* Written exercise: Return each of the lines below verbatim, changing nothing.

Records from a data source:
::::::::::

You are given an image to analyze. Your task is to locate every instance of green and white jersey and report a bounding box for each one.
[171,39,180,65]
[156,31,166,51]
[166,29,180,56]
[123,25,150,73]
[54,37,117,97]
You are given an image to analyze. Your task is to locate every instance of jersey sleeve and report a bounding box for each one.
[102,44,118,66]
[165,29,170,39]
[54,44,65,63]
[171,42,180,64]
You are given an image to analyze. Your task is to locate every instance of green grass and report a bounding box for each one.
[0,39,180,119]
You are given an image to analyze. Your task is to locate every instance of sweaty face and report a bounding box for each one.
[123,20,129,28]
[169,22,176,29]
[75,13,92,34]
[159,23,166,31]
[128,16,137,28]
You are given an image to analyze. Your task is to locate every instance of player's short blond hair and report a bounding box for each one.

::::::::::

* Exercise answer:
You are given an image to analyze. Your task is to locate every instance of green and white jersey and report a bounding box for each one.
[171,39,180,65]
[156,31,166,51]
[166,29,180,56]
[123,25,150,73]
[54,37,117,97]
You are given an image to analyze. Your task is to locate every instance of jersey sleeve and report a bounding box for each one.
[102,44,118,66]
[165,29,170,39]
[54,44,65,63]
[171,42,180,64]
You are given an image to analyze. Your task is to locate every instance of green grass and report a bounding box for each one.
[0,39,180,119]
You are given an image to analyze. Your task is to locate every instance of sweaty face and report a bounding box for each one.
[123,20,129,28]
[169,22,176,29]
[75,13,92,34]
[159,23,166,31]
[128,16,137,28]
You are given an image to analyze. Your task is to locate every instance of player's short blond hair and report a bounding box for each one.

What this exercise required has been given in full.